◆ Source excerpt
Total dissolved nitrogen (TDN) is determined by UV oxidation of the sample and subsequent analysis for dissolved inorganic nitrogen (DIN = nitrite + nitrate + ammonia). Dissolved organic nitrogen (DON) is computed from the relationship DON = TDN - DIN, where TDN is total dissolved nitrogen after UV oxidation and DIN is the sum of the dissolved inorganic nitrogen species before UV oxidation. As an alternative to the UV oxidation method, Walsh (1989) has described a high-temperature (1100°C) combustion method which has been applied to open ocean samples collected in the North Pacific Ocean. No significant differences were observed between these two procedures (Walsh, 1989).

2. Precautions

Contamination is the primary concern with these samples. This is particularly true with samples collected from the euphotic zone, where inorganic nutrient concentrations are extremely low (<0.2 µM). In order to avoid contamination, sample bottles must be meticulously cleaned with dilute HCl and rinsed with deionized distilled water (DDW) before use. Samples are stored frozen until analysis, generally within 1-2 weeks of sample collection.

◆ Problem
Please carry on the passage on measuring dissolved nitrogen in seawater from where it stops.

◆ Information shown

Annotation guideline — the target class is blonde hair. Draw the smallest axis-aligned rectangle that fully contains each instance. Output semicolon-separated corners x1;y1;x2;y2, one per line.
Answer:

◆ Response to this exercise
3. Sampling Collection and Storage

NOTE: The currently held "dogma" in the oceanographic literature is that seawater samples must be processed fresh and on board ship for high-precision, low-level inorganic nutrient analyses (Morse et al., 1982; Venrick and Hayward, 1985). However, extensive results from automated analyses of nutrients in tropical seawaters (Ryle et al., 1981) and the VERTEX program (D. Karl and S. Moore, unpubl. results) which included direct comparisons of [NO3+NO2], PO4 and SiO3 determinations in fresh vs. frozen samples would suggest otherwise. Provided that caution is taken to collect and store the samples in an environment free of potential contamination, we found no significant treatment effect. A similar conclusion was presented by Walsh et al. (manuscript) following the analysis of a wide range of seawater samples that were either analyzed fresh or frozen and stored for varying periods of time. They conclude that, "Despite published and voiced opinions to the contrary, there appears to be no adequate basis either from the literature or from our experiments for across-the-board dismissal of high-precision nutrient analyses undertaken on properly stored seawater samples." As we are not able to take our autoanalyzer to sea on the HOT program cruises, we have focussed our attention on maintaining a contamination-free environment during collection and storage of nutrient samples.

3.1. Sample collection
3.1.1. Rinse the nutrient sample bottle (acid-washed, 125 ml polyethylene bottle) 3 times before filling. Fill to approximately 2/3 full, tighten cap and freeze.
3.1.2. Record cruise, cast and Niskin bottle number on the bottle and data sheet.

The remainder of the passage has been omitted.